_Material provided_
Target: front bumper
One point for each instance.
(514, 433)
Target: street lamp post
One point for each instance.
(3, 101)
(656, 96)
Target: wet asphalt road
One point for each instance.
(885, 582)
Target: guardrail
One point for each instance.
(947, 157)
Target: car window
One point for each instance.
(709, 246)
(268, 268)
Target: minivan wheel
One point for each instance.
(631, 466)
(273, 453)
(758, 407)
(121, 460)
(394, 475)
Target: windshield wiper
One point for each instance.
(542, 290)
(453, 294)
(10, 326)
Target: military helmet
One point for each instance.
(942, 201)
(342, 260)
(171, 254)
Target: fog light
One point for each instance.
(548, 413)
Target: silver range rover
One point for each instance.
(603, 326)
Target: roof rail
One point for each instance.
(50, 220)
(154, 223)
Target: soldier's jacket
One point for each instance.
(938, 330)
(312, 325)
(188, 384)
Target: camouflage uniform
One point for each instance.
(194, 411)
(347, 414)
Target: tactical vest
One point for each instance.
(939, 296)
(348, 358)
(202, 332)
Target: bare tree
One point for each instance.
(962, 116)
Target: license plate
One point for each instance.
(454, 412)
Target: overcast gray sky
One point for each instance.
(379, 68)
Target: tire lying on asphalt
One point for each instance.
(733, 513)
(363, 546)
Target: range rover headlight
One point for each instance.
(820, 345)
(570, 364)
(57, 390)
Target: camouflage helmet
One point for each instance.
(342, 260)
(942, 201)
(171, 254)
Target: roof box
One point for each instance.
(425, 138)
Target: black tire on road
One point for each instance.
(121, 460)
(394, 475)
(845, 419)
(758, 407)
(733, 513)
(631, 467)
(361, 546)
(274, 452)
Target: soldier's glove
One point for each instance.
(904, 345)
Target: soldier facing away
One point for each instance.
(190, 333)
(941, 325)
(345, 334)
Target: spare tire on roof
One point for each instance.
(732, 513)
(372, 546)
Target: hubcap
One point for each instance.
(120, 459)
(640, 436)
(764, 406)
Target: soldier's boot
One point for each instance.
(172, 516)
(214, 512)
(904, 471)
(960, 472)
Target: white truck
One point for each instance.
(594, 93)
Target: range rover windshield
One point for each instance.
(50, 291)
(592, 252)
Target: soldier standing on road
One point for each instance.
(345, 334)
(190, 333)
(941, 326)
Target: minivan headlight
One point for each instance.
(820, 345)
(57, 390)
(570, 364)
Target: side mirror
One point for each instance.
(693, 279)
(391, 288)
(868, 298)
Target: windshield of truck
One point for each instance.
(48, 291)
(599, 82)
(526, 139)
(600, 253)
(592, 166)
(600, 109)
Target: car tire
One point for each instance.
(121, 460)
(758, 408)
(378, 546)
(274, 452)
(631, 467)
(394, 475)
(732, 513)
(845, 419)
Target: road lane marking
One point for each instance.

--

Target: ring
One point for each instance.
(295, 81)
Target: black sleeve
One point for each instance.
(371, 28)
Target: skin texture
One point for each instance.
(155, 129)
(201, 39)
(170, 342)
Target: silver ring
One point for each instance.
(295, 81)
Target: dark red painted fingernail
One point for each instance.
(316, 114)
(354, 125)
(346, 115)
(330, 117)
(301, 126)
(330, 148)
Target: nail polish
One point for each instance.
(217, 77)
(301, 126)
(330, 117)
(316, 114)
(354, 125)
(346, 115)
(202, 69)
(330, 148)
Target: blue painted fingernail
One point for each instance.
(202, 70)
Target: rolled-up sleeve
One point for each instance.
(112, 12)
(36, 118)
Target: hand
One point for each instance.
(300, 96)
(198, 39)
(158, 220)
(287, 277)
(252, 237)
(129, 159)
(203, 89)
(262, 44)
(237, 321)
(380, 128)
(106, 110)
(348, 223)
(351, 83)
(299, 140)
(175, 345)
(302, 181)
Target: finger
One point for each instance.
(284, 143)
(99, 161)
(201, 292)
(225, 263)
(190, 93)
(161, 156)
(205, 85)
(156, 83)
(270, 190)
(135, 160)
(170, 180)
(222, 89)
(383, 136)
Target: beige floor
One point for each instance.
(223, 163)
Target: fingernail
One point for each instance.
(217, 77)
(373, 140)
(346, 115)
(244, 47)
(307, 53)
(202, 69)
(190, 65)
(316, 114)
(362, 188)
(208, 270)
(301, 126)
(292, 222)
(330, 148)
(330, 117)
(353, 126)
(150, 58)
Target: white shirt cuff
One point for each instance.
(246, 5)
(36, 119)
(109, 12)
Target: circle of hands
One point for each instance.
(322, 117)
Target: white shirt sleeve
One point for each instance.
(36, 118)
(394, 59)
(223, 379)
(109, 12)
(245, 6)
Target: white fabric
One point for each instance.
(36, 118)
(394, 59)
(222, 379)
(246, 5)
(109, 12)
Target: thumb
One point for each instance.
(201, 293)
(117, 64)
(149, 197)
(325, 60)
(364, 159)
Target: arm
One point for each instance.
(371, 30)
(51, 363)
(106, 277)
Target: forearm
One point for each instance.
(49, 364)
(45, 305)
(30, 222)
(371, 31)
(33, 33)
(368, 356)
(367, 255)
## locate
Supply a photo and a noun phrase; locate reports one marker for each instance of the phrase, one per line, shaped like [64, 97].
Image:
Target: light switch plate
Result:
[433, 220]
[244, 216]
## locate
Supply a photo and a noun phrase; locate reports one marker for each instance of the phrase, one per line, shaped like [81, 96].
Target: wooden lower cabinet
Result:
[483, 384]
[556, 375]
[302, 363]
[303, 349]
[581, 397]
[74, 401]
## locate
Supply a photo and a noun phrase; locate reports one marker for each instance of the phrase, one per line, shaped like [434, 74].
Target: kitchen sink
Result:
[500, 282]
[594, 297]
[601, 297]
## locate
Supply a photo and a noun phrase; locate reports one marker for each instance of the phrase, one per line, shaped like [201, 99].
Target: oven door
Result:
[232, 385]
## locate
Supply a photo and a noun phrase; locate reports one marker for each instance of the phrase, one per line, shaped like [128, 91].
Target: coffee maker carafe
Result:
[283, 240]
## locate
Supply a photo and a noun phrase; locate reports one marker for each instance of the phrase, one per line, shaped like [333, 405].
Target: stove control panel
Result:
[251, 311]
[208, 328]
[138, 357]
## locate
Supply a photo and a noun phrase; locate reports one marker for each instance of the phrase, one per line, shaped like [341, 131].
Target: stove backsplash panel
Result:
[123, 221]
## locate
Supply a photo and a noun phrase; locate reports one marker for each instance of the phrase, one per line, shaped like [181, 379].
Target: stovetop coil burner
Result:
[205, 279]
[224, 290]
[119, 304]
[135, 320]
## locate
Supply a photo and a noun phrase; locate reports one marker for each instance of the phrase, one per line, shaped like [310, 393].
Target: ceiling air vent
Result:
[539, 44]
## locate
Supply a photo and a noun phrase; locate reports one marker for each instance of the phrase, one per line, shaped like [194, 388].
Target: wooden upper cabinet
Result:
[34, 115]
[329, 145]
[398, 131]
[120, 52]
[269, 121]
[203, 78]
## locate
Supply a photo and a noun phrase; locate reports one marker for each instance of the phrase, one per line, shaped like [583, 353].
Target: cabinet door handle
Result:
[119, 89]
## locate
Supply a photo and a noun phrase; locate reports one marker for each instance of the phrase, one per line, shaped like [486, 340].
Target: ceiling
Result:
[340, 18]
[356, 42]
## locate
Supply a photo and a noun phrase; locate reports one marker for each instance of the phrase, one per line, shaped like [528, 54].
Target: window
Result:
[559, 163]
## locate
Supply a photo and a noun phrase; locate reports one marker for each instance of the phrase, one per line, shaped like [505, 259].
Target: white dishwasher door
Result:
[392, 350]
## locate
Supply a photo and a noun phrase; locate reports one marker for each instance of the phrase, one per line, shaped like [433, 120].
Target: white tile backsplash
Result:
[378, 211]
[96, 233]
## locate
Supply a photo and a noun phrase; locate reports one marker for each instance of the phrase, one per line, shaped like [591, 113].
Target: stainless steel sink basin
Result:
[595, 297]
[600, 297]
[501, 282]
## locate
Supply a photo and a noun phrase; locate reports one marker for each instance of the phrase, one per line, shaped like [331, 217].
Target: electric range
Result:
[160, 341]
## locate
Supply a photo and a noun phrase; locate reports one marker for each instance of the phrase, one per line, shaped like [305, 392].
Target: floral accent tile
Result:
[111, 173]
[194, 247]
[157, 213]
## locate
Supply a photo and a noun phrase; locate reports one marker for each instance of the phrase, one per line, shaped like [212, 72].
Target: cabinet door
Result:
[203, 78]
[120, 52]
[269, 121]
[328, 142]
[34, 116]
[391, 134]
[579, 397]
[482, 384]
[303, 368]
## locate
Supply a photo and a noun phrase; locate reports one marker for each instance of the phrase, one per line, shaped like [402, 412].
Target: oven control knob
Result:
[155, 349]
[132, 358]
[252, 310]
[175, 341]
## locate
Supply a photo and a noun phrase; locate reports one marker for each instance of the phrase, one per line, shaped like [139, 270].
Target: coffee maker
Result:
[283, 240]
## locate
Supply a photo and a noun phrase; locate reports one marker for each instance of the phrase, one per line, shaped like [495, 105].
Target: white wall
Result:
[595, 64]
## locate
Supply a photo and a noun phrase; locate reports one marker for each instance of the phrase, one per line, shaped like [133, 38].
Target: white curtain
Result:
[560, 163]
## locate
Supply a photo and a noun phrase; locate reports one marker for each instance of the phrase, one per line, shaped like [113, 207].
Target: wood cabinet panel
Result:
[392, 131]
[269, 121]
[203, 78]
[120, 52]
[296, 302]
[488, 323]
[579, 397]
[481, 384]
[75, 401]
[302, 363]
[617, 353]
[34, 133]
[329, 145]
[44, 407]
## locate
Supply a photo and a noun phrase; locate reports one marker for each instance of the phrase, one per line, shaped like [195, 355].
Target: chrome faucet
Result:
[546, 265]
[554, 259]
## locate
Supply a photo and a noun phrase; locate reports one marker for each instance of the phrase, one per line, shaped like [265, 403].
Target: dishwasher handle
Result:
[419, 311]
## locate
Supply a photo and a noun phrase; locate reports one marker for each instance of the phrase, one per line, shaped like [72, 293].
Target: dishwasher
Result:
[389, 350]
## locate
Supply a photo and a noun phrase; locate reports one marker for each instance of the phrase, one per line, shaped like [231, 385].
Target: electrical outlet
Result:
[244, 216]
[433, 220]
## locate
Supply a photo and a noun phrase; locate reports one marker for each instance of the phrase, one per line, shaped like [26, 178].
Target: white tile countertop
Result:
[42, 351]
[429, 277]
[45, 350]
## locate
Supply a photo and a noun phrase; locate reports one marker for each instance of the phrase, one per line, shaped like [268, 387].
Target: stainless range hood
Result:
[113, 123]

==

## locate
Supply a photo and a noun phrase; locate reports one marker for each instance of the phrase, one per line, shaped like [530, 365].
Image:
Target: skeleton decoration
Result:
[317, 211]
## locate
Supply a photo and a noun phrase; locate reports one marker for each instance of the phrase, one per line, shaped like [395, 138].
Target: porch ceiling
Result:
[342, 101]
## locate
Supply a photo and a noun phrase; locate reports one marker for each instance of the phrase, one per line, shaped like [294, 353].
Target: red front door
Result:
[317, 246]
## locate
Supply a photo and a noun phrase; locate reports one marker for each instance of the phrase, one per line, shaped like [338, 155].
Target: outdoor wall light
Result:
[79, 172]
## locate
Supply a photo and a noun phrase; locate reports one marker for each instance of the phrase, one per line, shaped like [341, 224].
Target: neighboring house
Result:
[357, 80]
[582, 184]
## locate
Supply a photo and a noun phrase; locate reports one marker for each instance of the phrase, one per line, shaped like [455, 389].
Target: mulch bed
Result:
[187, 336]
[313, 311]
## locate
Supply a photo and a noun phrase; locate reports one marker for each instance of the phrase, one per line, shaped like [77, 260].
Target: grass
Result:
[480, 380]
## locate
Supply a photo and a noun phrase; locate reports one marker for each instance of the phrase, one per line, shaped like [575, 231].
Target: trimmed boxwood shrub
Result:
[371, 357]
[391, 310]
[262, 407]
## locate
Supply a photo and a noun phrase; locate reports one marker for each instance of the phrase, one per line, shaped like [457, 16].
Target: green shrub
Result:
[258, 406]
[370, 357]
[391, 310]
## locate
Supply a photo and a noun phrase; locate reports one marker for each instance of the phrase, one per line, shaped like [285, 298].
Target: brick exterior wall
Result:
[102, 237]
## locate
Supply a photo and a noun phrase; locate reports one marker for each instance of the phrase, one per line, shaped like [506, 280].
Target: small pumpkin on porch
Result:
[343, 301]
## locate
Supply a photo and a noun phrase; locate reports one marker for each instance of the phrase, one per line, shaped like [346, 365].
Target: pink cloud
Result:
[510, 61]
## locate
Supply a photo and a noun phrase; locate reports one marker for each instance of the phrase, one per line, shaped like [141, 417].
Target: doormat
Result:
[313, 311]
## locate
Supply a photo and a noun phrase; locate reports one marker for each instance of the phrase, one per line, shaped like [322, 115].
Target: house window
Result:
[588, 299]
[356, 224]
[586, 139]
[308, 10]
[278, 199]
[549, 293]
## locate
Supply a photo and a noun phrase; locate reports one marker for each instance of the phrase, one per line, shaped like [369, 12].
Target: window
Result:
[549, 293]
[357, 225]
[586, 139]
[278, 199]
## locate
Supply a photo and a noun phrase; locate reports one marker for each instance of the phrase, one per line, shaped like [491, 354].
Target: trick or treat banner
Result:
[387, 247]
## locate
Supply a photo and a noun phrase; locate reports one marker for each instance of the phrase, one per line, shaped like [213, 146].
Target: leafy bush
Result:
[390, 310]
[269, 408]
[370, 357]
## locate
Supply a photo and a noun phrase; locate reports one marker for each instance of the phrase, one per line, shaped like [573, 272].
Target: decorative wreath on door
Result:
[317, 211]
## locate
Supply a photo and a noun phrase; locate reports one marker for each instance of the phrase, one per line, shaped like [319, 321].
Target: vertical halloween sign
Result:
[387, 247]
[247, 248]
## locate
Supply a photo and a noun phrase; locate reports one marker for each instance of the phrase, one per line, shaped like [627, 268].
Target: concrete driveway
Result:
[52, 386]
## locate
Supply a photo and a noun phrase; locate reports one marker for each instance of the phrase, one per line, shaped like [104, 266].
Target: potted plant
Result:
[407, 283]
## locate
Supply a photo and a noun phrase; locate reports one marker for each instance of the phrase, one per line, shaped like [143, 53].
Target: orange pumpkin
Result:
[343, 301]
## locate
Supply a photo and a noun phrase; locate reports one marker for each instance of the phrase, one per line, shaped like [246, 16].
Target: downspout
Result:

_Exercise goal_
Your task is to gather all lines from the entries above that hold the word "tile".

_Solution to the exercise_
Target: white tile backsplash
Target: floral accent tile
Target: white tile countertop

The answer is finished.